Data entries:
★ ★ ★ ★ ★

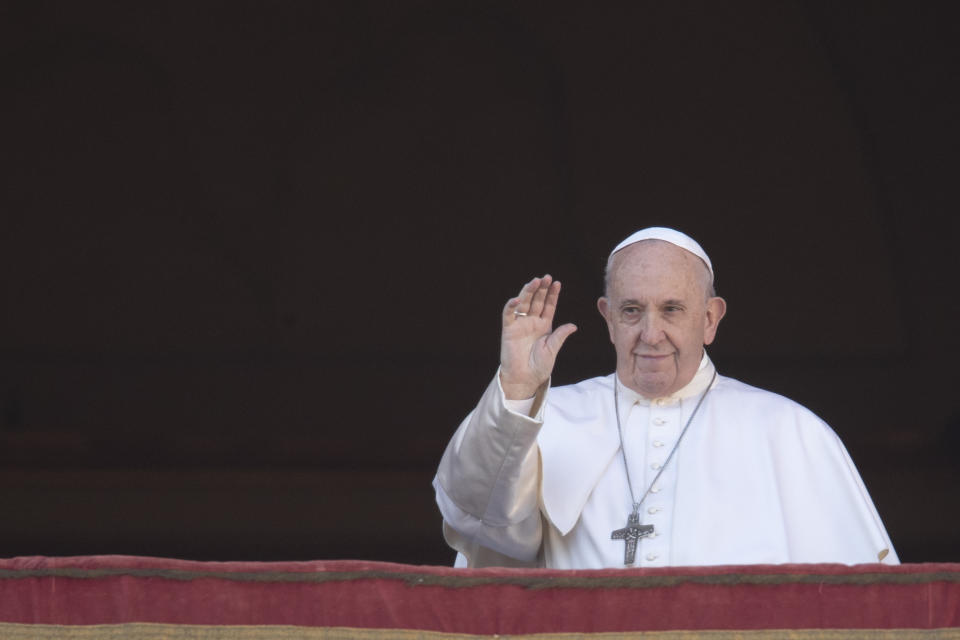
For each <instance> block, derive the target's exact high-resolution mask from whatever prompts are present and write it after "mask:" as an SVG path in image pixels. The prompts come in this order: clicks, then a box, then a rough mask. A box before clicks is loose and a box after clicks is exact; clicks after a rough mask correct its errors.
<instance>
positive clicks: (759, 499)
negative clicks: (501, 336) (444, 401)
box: [434, 227, 898, 569]
mask: <svg viewBox="0 0 960 640" xmlns="http://www.w3.org/2000/svg"><path fill="white" fill-rule="evenodd" d="M559 295H560V282H559V281H555V280H553V279H552V278H551V277H550V276H549V275H546V276H544V277H542V278H534V279H533V280H531V281H530V282H528V283H527V284H526V285H524V287H523V288H522V289H521V291H520V294H519V295H518V296H517V297H516V298H512V299H510V300H509V301H507V304H506V306H505V307H504V309H503V317H502V322H503V330H502V337H501V345H500V370H499V371H498V372H497V375H496V376H495V378H494V380H493V381H492V382H491V383H490V386H489V387H488V388H487V391H486V393H484V395H483V397H482V398H481V400H480V403H479V405H478V406H477V407H476V409H474V411H473V412H472V413H471V414H470V415H468V416H467V418H466V419H465V420H464V422H463V423H462V424H461V425H460V428H459V429H458V430H457V432H456V434H455V435H454V436H453V439H452V441H451V442H450V444H449V446H448V447H447V450H446V452H445V453H444V456H443V459H442V461H441V463H440V469H439V471H438V473H437V477H436V479H435V481H434V487H435V488H436V492H437V502H438V504H439V506H440V510H441V512H442V514H443V518H444V535H445V537H446V539H447V542H448V543H449V544H450V545H451V546H452V547H453V548H455V549H456V550H457V551H459V552H460V553H459V554H458V560H457V564H458V566H467V565H468V566H471V567H481V566H546V567H551V568H570V569H583V568H600V567H617V566H620V567H623V566H633V567H641V566H642V567H648V566H649V567H655V566H667V565H711V564H761V563H762V564H768V563H785V562H840V563H846V564H856V563H868V562H884V563H888V564H891V563H897V562H898V560H897V556H896V553H895V552H894V550H893V546H892V545H891V543H890V539H889V537H888V536H887V533H886V531H885V530H884V527H883V524H882V523H881V521H880V518H879V516H878V515H877V512H876V509H875V508H874V506H873V503H872V502H871V500H870V497H869V495H868V494H867V491H866V489H865V488H864V486H863V482H862V481H861V479H860V476H859V474H858V473H857V470H856V468H855V467H854V465H853V462H852V461H851V460H850V457H849V455H848V454H847V452H846V450H845V449H844V448H843V445H842V444H841V442H840V440H839V439H838V438H837V436H836V434H834V432H833V431H832V430H831V429H830V427H828V426H827V425H826V424H825V423H824V422H823V421H821V420H820V419H819V418H817V417H816V416H815V415H813V414H812V413H811V412H810V411H808V410H807V409H805V408H804V407H802V406H800V405H798V404H796V403H795V402H792V401H791V400H788V399H787V398H784V397H782V396H779V395H776V394H774V393H770V392H768V391H763V390H761V389H757V388H755V387H751V386H749V385H746V384H744V383H742V382H739V381H737V380H733V379H731V378H727V377H724V376H720V375H717V372H716V369H715V368H714V365H713V363H712V362H711V361H710V358H709V357H707V354H706V352H705V350H704V346H705V345H709V344H710V343H712V342H713V340H714V337H715V336H716V333H717V326H718V325H719V323H720V320H721V319H722V318H723V316H724V313H725V311H726V302H725V301H724V300H723V299H722V298H719V297H717V296H716V295H715V293H714V290H713V267H712V264H711V262H710V259H709V258H708V257H707V254H706V253H705V252H704V251H703V249H702V248H701V247H700V245H699V244H697V243H696V242H695V241H694V240H693V239H692V238H690V237H688V236H686V235H684V234H682V233H680V232H678V231H675V230H673V229H666V228H662V227H653V228H649V229H644V230H642V231H638V232H637V233H635V234H633V235H632V236H630V237H629V238H627V239H626V240H624V241H623V242H622V243H620V244H619V245H618V246H617V247H616V248H615V249H614V250H613V252H611V254H610V258H609V259H608V262H607V274H606V291H605V295H604V296H603V297H602V298H600V299H599V300H598V302H597V307H598V308H599V310H600V313H601V315H603V317H604V319H605V320H606V323H607V328H608V330H609V332H610V341H611V342H612V343H613V345H614V348H615V350H616V354H617V365H616V373H615V374H613V375H610V376H606V377H601V378H593V379H590V380H584V381H583V382H580V383H578V384H575V385H570V386H563V387H557V388H552V389H551V388H550V386H549V382H550V375H551V371H552V370H553V365H554V362H555V360H556V357H557V353H558V352H559V351H560V348H561V347H562V345H563V343H564V341H565V340H566V339H567V338H568V337H569V336H570V335H571V334H572V333H573V332H574V331H576V327H575V326H574V325H572V324H564V325H561V326H559V327H557V328H553V316H554V312H555V310H556V307H557V300H558V298H559Z"/></svg>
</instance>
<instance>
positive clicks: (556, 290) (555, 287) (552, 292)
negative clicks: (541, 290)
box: [541, 280, 560, 322]
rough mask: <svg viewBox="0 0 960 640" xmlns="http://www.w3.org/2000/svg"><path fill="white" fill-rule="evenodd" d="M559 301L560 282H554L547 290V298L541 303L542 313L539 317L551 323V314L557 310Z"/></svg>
mask: <svg viewBox="0 0 960 640" xmlns="http://www.w3.org/2000/svg"><path fill="white" fill-rule="evenodd" d="M559 300H560V281H559V280H555V281H554V282H553V284H551V285H550V288H549V289H548V290H547V297H546V299H545V300H544V301H543V312H542V313H541V316H542V317H543V318H544V319H546V320H549V321H550V322H553V314H554V313H555V312H556V310H557V302H558V301H559Z"/></svg>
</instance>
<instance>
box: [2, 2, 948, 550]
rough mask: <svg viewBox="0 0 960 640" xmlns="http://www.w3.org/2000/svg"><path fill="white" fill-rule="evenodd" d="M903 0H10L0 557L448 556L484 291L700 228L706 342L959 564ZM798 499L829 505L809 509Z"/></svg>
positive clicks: (908, 524) (566, 299) (939, 256)
mask: <svg viewBox="0 0 960 640" xmlns="http://www.w3.org/2000/svg"><path fill="white" fill-rule="evenodd" d="M949 6H950V5H949V4H948V3H943V4H929V3H914V2H907V1H903V2H893V3H883V2H857V3H835V2H829V1H822V2H820V1H813V0H811V1H794V2H769V1H766V0H755V1H751V2H735V3H720V2H708V1H703V2H623V3H595V2H590V3H587V2H584V3H573V2H562V3H561V2H537V3H534V2H512V1H511V2H507V1H503V2H465V1H461V2H450V1H448V0H421V1H412V0H411V1H404V2H394V1H390V2H363V1H354V0H351V1H342V2H295V1H287V2H222V3H218V2H169V3H166V2H164V3H160V2H151V3H144V2H125V1H124V2H112V3H110V2H66V1H64V2H33V1H31V2H9V1H8V2H3V3H2V4H0V52H2V55H0V73H2V75H0V78H2V83H3V91H2V104H0V109H2V111H0V149H2V151H0V153H2V155H0V157H2V158H3V165H4V166H3V168H2V169H3V170H2V171H0V216H2V217H0V296H2V298H0V299H2V305H0V556H13V555H28V554H44V555H61V554H95V553H96V554H99V553H124V554H144V555H161V556H176V557H182V558H197V559H250V560H273V559H330V558H348V557H349V558H363V559H377V560H392V561H400V562H410V563H449V562H451V561H452V557H453V554H452V552H451V551H449V550H448V549H447V548H446V547H445V546H444V543H443V540H442V536H441V532H440V518H439V515H438V514H437V512H436V509H435V507H434V504H433V493H432V489H431V487H430V481H431V478H432V476H433V472H434V469H435V466H436V463H437V461H438V460H439V457H440V454H441V452H442V450H443V448H444V446H445V444H446V441H447V439H448V437H449V436H450V434H451V433H452V432H453V430H454V428H455V427H456V425H457V423H458V422H459V420H460V419H461V418H462V417H463V415H464V414H465V413H466V412H467V411H468V410H469V409H470V407H471V406H472V405H473V403H474V402H475V401H476V399H477V398H478V396H479V394H480V393H481V391H482V390H483V388H484V386H485V385H486V383H487V381H488V380H489V379H490V378H491V376H492V375H493V373H494V370H495V367H496V364H497V340H498V333H499V326H498V322H499V310H500V308H501V306H502V304H503V302H504V301H505V300H506V299H507V298H508V297H509V296H511V295H513V294H514V293H515V292H516V291H517V289H518V288H519V286H520V285H521V284H522V283H523V282H524V281H525V280H527V279H528V278H529V277H531V276H533V275H535V274H540V273H543V272H544V271H549V272H550V273H552V274H554V275H556V276H557V277H559V278H560V279H562V280H563V282H564V294H563V297H562V300H561V309H560V313H559V316H560V317H559V319H560V321H575V322H577V323H578V324H579V325H580V328H581V330H580V332H578V333H577V334H576V335H575V336H574V337H573V338H572V339H571V340H570V342H569V343H568V346H567V347H565V350H564V354H563V356H562V358H561V360H560V363H559V366H558V370H557V372H556V376H555V379H556V380H557V381H558V382H561V383H562V382H570V381H574V380H577V379H580V378H583V377H585V376H591V375H598V374H606V373H609V372H610V371H611V370H612V367H613V350H612V348H611V347H610V345H609V344H608V342H607V338H606V332H605V329H604V327H603V324H602V321H601V319H600V317H599V315H597V313H596V311H595V307H594V301H595V299H596V297H597V295H599V293H600V288H601V272H602V269H603V264H604V259H605V256H606V254H607V252H608V251H609V249H610V248H611V247H612V246H613V245H614V244H615V243H616V242H618V241H619V240H620V239H622V238H623V237H625V236H626V235H628V234H629V233H631V232H632V231H634V230H636V229H638V228H641V227H644V226H648V225H652V224H664V225H668V226H675V227H678V228H680V229H682V230H684V231H687V232H688V233H690V234H691V235H693V236H694V237H695V238H697V239H698V240H699V241H700V242H701V244H703V245H704V247H706V249H707V251H708V252H709V253H710V255H711V257H712V259H713V262H714V265H715V267H716V271H717V285H718V289H719V292H720V293H721V294H722V295H724V296H725V297H726V298H727V300H728V303H729V313H728V315H727V317H726V319H725V320H724V322H723V325H722V326H721V329H720V334H719V337H718V341H717V343H716V344H715V346H714V347H712V348H711V350H710V353H711V356H712V357H713V358H714V360H715V361H716V362H717V364H718V367H719V369H720V371H721V372H722V373H724V374H727V375H732V376H735V377H738V378H740V379H742V380H744V381H746V382H749V383H752V384H755V385H758V386H763V387H766V388H769V389H772V390H774V391H778V392H781V393H784V394H786V395H788V396H790V397H793V398H795V399H796V400H798V401H800V402H802V403H803V404H806V405H807V406H809V407H810V408H811V409H813V410H814V411H816V412H817V413H818V414H820V415H821V416H822V417H823V418H824V419H826V420H827V421H828V422H829V423H830V424H831V425H832V426H833V427H834V428H835V429H836V430H837V432H838V433H839V434H840V435H841V437H842V438H843V439H844V441H845V442H846V444H847V446H848V448H849V449H850V451H851V454H852V455H853V457H854V459H855V461H856V462H857V463H858V465H859V466H860V469H861V471H862V474H863V476H864V480H865V481H866V483H867V486H868V487H869V488H870V490H871V493H872V495H873V498H874V500H875V502H876V504H877V507H878V509H879V511H880V514H881V516H882V517H883V519H884V521H885V522H886V524H887V527H888V529H889V532H890V535H891V537H892V538H893V541H894V544H895V546H896V547H897V549H898V551H899V552H900V555H901V558H902V559H903V560H904V561H909V562H920V561H932V560H958V559H960V534H958V533H957V531H958V530H960V518H958V515H957V498H956V492H957V490H958V488H960V482H958V475H960V474H958V470H960V469H958V467H960V465H958V462H957V456H958V449H960V424H958V423H960V401H958V392H957V382H958V380H957V375H956V369H957V362H958V356H960V336H958V332H957V329H956V326H957V319H958V316H960V304H958V291H957V289H958V287H957V276H958V273H960V270H958V251H957V248H956V246H957V245H956V240H957V230H958V223H957V222H956V219H955V217H954V212H955V210H956V208H957V205H958V204H960V198H958V195H957V191H956V175H957V169H958V162H957V160H956V155H957V150H958V143H960V135H958V134H960V131H958V125H957V112H958V107H960V100H958V77H957V69H958V67H957V64H956V53H957V42H958V41H960V40H958V35H960V34H958V33H957V32H958V28H957V26H956V25H957V22H956V21H955V20H953V17H952V15H950V13H949V12H948V11H947V8H948V7H949ZM809 524H810V526H811V527H815V526H817V523H814V522H811V523H809Z"/></svg>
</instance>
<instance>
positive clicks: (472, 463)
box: [433, 371, 547, 567]
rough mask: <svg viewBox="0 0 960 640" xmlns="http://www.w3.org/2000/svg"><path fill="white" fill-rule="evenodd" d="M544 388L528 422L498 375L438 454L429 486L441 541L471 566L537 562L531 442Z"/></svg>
mask: <svg viewBox="0 0 960 640" xmlns="http://www.w3.org/2000/svg"><path fill="white" fill-rule="evenodd" d="M546 390H547V385H544V387H543V388H542V389H540V390H539V391H538V392H537V396H536V397H535V399H534V402H533V406H532V407H531V413H533V417H529V416H527V415H523V414H521V413H517V412H515V411H511V410H509V409H508V408H507V406H506V400H505V398H504V395H503V390H502V389H501V388H500V373H499V371H498V372H497V375H496V376H495V377H494V379H493V381H492V382H491V383H490V385H489V386H488V387H487V390H486V392H485V393H484V394H483V397H482V398H481V399H480V403H479V404H478V405H477V407H476V408H475V409H474V410H473V411H472V412H471V413H470V415H468V416H467V417H466V419H464V421H463V422H462V423H461V424H460V427H459V428H458V429H457V432H456V433H455V434H454V436H453V438H452V440H451V441H450V444H449V445H448V446H447V449H446V451H445V452H444V454H443V458H442V459H441V461H440V468H439V469H438V471H437V475H436V478H434V481H433V486H434V488H435V489H436V495H437V504H438V505H439V507H440V512H441V514H442V515H443V520H444V524H443V529H444V537H445V539H446V541H447V543H448V544H449V545H450V546H451V547H453V548H454V549H456V550H457V551H459V552H460V553H461V554H462V555H463V556H464V557H465V558H466V560H467V563H468V565H469V566H470V567H480V566H514V567H522V566H527V567H531V566H538V564H539V556H540V546H541V540H542V535H543V534H542V531H543V525H542V522H541V516H540V508H539V503H540V499H539V494H540V454H539V450H538V449H537V446H536V440H537V434H538V433H539V432H540V427H541V426H542V424H543V421H542V407H543V400H544V398H545V395H546ZM461 562H462V560H461Z"/></svg>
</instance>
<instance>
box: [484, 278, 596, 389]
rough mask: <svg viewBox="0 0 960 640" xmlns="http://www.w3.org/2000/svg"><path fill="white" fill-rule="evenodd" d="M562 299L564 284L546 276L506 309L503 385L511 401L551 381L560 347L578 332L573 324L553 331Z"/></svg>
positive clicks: (525, 290) (502, 377)
mask: <svg viewBox="0 0 960 640" xmlns="http://www.w3.org/2000/svg"><path fill="white" fill-rule="evenodd" d="M559 297H560V282H559V281H554V279H553V278H552V277H551V276H550V275H545V276H543V277H542V278H534V279H533V280H531V281H530V282H528V283H527V284H525V285H523V288H522V289H521V290H520V295H518V296H517V297H516V298H510V299H509V300H508V301H507V304H506V305H505V306H504V307H503V318H502V320H503V331H502V333H501V336H500V385H501V386H502V387H503V392H504V395H506V397H507V398H508V399H510V400H523V399H525V398H532V397H533V396H534V394H535V393H536V392H537V389H538V388H539V387H540V385H542V384H543V383H544V382H546V381H547V380H548V379H549V378H550V374H551V372H552V371H553V365H554V363H555V362H556V360H557V353H558V352H559V351H560V347H562V346H563V343H564V342H565V341H566V339H567V338H568V337H569V336H570V334H572V333H573V332H574V331H576V330H577V327H576V325H573V324H569V323H568V324H564V325H560V326H559V327H557V328H556V329H554V328H553V315H554V313H555V312H556V310H557V300H558V298H559Z"/></svg>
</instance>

★ ★ ★ ★ ★

Exercise details: Copy everything from the start of the items down through the line containing "box: [434, 227, 898, 569]", renaming "prompts" to "cues" and leaving all else unchanged. Leave the pictures out.

Response below:
For each <instance> block, derive the target's exact high-resolution mask from whatever cues are present and write it after "mask:" as an SVG path in image pixels. The cues come in this order: clicks, then a box, then a rough mask. A box before clicks is loose and a box after clicks is exact; clicks after a rough mask correct its errors.
<instance>
positive clicks: (759, 499)
negative clicks: (501, 336) (444, 401)
box: [434, 227, 898, 569]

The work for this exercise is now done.